• _THE REQUEST_: Retype the whole listing below, character for character.

** start RECORDS PROVIDED **

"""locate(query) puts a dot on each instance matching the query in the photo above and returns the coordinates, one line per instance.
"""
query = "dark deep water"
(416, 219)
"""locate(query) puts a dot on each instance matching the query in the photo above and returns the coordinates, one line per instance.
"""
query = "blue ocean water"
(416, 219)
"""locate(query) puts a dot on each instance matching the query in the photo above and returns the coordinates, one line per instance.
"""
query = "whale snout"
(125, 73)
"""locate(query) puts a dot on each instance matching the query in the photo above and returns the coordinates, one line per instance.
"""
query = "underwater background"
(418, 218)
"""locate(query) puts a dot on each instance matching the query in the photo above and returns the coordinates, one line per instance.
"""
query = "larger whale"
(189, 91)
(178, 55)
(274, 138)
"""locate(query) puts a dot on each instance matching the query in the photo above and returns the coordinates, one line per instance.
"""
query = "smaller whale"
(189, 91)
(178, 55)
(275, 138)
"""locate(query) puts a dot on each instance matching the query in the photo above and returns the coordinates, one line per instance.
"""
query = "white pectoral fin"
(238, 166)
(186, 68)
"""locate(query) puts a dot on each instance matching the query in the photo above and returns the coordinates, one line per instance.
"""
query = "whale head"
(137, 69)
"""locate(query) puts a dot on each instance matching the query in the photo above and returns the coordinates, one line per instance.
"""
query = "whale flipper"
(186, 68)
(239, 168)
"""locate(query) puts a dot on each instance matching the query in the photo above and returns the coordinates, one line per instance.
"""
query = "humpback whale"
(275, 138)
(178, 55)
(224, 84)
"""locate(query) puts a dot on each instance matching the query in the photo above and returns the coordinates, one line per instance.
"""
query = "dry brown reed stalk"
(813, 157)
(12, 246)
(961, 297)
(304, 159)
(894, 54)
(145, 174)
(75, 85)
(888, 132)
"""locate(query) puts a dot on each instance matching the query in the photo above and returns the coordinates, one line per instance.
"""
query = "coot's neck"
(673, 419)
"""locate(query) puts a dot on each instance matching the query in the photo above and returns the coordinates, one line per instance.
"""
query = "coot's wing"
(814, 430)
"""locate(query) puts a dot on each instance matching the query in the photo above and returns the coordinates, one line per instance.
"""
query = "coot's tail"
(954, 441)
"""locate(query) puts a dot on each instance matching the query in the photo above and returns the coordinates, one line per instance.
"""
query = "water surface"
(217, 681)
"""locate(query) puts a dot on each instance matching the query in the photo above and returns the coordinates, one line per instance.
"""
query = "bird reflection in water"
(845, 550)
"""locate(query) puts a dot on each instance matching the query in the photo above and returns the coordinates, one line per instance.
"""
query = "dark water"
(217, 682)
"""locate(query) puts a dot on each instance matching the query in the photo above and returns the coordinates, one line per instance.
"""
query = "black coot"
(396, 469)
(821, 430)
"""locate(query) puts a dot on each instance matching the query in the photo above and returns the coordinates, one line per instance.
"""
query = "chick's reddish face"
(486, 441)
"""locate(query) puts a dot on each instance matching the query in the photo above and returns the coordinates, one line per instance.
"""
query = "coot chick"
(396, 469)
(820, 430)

** end RECORDS PROVIDED **

• _TASK SOLUTION_:
"""locate(query) puts a dot on each instance matching the query in the photo above and returns the coordinates, one line per instance.
"""
query = "dark deep water"
(416, 219)
"""locate(query) puts a dot on each instance matching the query in the photo above and returns the coordinates, one line per instance.
"""
query = "blue ocean water"
(416, 219)
"""locate(query) puts a dot on each instance matching the query in the photo above and returns the coordinates, one line per instance.
"""
query = "whale snout"
(125, 73)
"""locate(query) puts a dot on each instance matching the query in the photo above and returns the coordinates, one line per instance.
"""
query = "underwater background"
(418, 218)
"""locate(query) puts a dot on each instance matching the query in the photo above and returns the coordinates, one line per instance.
"""
query = "larger whale"
(189, 91)
(178, 55)
(274, 138)
"""locate(query) puts a dot on each instance matching the query in the photo above and returns the coordinates, one line per instance.
"""
query = "smaller whale"
(189, 91)
(178, 55)
(275, 138)
"""locate(query) puts a dot on each instance matching the query in the photo above and returns the coordinates, one line per instance.
"""
query = "white pectoral fin"
(238, 166)
(186, 68)
"""locate(query) puts a dot on each instance matching the query in the photo above and returns the coordinates, one line per instance.
"""
query = "whale head"
(137, 69)
"""locate(query) puts a dot on each instance matching the query in the photo above and returns the coordinates, one line per instance.
"""
query = "whale flipper"
(186, 68)
(239, 168)
"""locate(query) puts a dot on each instance matching the query in the photo above and returns the coordinates, one line per instance.
"""
query = "humpback whale"
(275, 138)
(178, 55)
(224, 84)
"""locate(query) puts a dot on each instance matching the query in the photo above and returns the coordinates, one line per instance.
"""
query = "dry brown reed stalk"
(813, 157)
(12, 246)
(961, 297)
(304, 159)
(894, 54)
(145, 174)
(75, 85)
(888, 132)
"""locate(query) puts a dot on each instance matching the query in the photo above and returns the coordinates, one line per instance.
"""
query = "coot's neck"
(673, 419)
"""locate(query) puts a dot on each instance matching the query in the photo above and returns the coordinates, one line per instance.
"""
query = "coot's wing"
(814, 430)
"""locate(query) puts a dot on each instance matching the query in the photo above and returns the coordinates, one line per instance.
"""
query = "coot's tail"
(954, 441)
"""locate(query) puts a dot on each instance matching the query in the photo above and returns the coordinates, one line per instance.
"""
query = "water surface"
(217, 681)
"""locate(query) puts a dot on each instance matching the query in the photo above and returns the coordinates, one line per instance.
"""
query = "bird reflection in water"
(845, 550)
"""locate(query) puts a dot on each instance matching the query in the photo above and returns the coordinates, one line per instance.
"""
query = "dark water"
(217, 682)
"""locate(query) puts a dot on each instance matching the query in the photo above and returns the coordinates, one line per instance.
"""
query = "black coot"
(396, 469)
(821, 430)
"""locate(query) puts a dot on each instance matching the query in the photo above and returns the coordinates, one line per instance.
"""
query = "chick's reddish face"
(486, 441)
"""locate(query) puts a dot on each instance matching the query in the photo above and returns the coordinates, one line per instance.
"""
query = "coot chick"
(396, 469)
(820, 430)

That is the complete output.